Task description:
Format the part of the listing that opens with the line containing "Your task is straightforward. Given the image, detect man" and closes with the line containing "top-left (517, 301), bottom-right (587, 391)" as a two-column CSV with the headers input and output. Give one row per text-and-answer pair, with each field quoted and its line breaks replaced by spaces.

[Region labeling records]
****************************************

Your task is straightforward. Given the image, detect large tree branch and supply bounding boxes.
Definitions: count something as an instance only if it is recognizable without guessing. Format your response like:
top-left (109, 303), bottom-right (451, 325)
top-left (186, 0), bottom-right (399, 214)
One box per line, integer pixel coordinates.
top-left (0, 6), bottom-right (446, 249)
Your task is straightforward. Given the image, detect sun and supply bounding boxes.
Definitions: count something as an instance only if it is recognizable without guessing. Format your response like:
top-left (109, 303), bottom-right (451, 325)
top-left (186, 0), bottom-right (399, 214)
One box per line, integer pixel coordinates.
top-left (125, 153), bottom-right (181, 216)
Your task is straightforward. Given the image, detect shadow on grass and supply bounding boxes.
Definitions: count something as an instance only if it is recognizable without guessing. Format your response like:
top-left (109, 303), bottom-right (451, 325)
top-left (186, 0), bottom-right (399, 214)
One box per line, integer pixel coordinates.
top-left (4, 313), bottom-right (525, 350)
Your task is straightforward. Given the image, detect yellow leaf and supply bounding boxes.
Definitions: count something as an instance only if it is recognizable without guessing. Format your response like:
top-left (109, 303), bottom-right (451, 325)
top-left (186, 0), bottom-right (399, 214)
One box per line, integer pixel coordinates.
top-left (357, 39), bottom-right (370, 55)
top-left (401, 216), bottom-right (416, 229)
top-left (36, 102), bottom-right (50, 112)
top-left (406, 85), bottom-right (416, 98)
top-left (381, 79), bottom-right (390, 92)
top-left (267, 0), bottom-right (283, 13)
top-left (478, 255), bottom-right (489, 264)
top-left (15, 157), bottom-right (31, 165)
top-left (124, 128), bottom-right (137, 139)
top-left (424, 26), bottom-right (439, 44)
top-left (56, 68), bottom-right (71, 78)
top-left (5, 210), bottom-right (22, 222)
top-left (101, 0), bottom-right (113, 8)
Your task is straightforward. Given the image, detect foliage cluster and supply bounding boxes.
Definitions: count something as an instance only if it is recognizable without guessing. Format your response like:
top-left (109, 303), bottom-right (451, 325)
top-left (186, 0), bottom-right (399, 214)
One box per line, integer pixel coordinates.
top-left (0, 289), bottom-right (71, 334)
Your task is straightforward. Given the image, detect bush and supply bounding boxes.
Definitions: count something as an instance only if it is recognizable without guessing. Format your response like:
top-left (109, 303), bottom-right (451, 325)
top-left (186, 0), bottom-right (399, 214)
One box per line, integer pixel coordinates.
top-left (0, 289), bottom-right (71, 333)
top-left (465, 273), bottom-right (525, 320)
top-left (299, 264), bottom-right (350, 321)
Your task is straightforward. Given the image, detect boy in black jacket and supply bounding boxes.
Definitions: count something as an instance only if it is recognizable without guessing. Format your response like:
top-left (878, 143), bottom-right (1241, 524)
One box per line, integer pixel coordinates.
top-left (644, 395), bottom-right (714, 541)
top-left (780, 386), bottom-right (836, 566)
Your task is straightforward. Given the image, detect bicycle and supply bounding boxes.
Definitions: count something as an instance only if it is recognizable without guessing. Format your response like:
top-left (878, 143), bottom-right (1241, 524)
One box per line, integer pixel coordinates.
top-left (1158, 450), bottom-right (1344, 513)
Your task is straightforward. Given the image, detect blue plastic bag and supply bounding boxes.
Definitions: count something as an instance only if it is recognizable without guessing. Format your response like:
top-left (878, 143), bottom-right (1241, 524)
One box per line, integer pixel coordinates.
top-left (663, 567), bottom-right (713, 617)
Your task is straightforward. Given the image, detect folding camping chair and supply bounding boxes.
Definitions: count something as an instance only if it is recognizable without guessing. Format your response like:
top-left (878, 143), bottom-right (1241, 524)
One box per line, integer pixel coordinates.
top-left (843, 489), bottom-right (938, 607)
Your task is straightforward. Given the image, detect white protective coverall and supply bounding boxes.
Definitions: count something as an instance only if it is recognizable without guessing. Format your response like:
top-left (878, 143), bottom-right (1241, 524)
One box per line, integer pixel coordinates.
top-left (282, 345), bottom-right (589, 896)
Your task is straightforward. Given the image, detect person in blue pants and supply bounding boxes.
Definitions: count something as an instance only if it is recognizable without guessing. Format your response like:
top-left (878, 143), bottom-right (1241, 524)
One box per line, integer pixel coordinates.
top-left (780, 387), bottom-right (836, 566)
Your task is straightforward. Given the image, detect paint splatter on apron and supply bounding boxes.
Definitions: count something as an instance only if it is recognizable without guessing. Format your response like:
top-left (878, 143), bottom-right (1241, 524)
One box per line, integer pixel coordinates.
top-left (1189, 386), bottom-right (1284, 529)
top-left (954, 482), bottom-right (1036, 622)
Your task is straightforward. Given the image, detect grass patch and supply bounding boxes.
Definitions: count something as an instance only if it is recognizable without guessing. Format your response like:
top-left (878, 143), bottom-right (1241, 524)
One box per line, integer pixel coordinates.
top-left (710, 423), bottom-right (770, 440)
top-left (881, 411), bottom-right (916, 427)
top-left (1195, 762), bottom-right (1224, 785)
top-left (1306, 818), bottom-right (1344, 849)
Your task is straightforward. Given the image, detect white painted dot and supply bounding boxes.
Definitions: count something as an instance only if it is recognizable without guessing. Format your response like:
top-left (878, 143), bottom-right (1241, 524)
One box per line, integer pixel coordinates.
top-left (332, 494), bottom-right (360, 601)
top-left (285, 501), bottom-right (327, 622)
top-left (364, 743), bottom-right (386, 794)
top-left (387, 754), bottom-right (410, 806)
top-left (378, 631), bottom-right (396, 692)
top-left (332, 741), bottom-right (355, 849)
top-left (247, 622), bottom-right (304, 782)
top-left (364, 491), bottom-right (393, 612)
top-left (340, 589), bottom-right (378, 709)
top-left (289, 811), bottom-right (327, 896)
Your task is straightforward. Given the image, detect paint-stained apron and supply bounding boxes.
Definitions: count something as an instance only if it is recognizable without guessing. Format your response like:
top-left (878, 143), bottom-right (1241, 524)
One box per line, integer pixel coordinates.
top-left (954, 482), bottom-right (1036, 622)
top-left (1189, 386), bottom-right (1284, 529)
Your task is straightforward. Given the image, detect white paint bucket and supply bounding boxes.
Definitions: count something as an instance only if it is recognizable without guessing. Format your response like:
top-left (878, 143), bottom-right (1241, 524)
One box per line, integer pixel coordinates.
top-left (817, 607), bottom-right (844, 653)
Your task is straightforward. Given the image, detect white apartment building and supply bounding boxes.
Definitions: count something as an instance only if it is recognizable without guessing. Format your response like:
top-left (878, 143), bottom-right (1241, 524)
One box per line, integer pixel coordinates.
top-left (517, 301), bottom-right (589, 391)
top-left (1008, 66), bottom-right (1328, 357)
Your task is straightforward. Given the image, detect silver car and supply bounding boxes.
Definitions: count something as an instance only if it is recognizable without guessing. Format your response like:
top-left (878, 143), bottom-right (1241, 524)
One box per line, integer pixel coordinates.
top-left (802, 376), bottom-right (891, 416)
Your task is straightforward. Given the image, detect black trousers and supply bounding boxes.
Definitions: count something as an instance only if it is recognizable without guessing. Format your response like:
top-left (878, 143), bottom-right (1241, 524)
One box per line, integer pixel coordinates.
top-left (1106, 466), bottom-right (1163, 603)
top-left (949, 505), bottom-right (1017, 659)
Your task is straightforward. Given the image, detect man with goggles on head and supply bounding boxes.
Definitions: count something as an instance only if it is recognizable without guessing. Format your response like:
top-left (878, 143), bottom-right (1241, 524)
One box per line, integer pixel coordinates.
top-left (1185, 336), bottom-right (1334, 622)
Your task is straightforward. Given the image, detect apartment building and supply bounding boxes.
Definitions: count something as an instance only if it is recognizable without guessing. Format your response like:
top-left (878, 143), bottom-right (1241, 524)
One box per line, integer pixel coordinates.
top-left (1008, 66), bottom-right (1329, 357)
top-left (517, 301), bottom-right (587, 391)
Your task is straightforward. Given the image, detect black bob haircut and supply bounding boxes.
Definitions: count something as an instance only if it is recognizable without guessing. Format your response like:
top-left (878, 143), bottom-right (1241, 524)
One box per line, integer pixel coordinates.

****************************************

Solution to this problem:
input,output
"Your task is straightforward. Given the image, detect man with goggles on head and supply bounding boxes. Definitions: count something as an instance only if it is recognizable without guessing. Format your response like: top-left (878, 143), bottom-right (1241, 524) One box per line, integer pixel coordinates.","top-left (1185, 336), bottom-right (1334, 622)"
"Your task is straightforward. Given the image, detect apartment building and supply bounding boxes. Definitions: count something as an instance only if it is recognizable without guessing. Format your response like: top-left (878, 143), bottom-right (1241, 524) One box per line, integer pixel coordinates.","top-left (1008, 66), bottom-right (1329, 357) top-left (517, 301), bottom-right (587, 391)"